→ **OBJECTIVE**: Render the items below as a Markdown table with two columns, n for the row number and Line for the text of each line. Leave out any blank lines.
========================
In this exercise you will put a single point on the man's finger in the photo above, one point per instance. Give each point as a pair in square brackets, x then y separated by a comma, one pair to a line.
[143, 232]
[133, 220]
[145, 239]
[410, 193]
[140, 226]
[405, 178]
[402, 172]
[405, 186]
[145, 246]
========================
→ **EXERCISE ANSWER**:
| n | Line |
|---|---|
| 1 | In this exercise you will put a single point on the man's finger in the photo above, one point per instance. Give each point as a pair in square brackets, x then y separated by a comma, one pair to a line. |
| 2 | [143, 232] |
| 3 | [133, 220] |
| 4 | [145, 239] |
| 5 | [410, 193] |
| 6 | [140, 226] |
| 7 | [405, 178] |
| 8 | [402, 172] |
| 9 | [405, 186] |
| 10 | [145, 246] |